SOURCE DOCUMENT:
** begin **
If a historic mix of machismo and bravado is your style, then the longest continually running sporting event in the world, Kırkpınar, may just have to be on your traveling agenda. Think a tournament of leather-panted men doused in olive oil and set free to wrestle until a victor is crowned. Yeah, it's that simple and yeah, they take it really seriously. A 4,000 year old tradition that was once the official pastime of the Ottoman Empire, this oil wrestling festival held on the island of Sarayiçi (near Edirne) has an anti-doping commission, Turk-only entrance policies, and a yearly event that dates all the way back to 1360. Held in late June, the tournament attracts hundreds of hopeful pehlivan (champions) from all over the country to compete over three days in a grassy, fan-filled stadium. Check the included links for further information.
** end **
SET OF TASKS:
(1) According to the Kırkpınar passage, what three things does the oil wrestling festival have?
(2) Write the next part of the Kırkpınar passage, continuing after its final sentence.

INFORMATION SUPPLIED:
** begin **
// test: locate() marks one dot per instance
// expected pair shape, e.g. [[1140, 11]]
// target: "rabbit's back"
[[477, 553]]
** end **
RESPONSES:
(1) An anti-doping commission, Turk-only entrance policies, and a yearly event that dates back to 1360.

(2)
One Love Istanbul
Located at Parkorman, a venue on the edge of Belgrad Forest to the north of Istanbul, is the premiere alternative music festival in Turkey, One Love Istanbul. From popular DJ's like Bonobo to world famous bands like Blur, the music is eclectic and exciting for two days in the middle of June. Follow the included link for more on what to expect from the upcoming festival, including line-up, tickets, and more.
Camel Wrestling Festival
Walking through the ruins of Ephesus to sit in a classical theater thousands of years old (the same place where Paul was said to have preached in Christian lore) so that you may watch male camels follow their territorial mating instincts into saliva-spewing battle is quite an interesting proposition. Although an event like camel wrestling may seem barbaric, the wrestling itself is often quite tame, for as soon as a camel yells, falls, or runs away the match is over. Held every January near the town of Selçuk, there is plenty of tradition and showmanship that goes into such an event (the colorful head-dresses of the camels, for example), while the excitement of crowds in the tens-of-thousands creates a truly electric atmosphere. Check out the included links for more information.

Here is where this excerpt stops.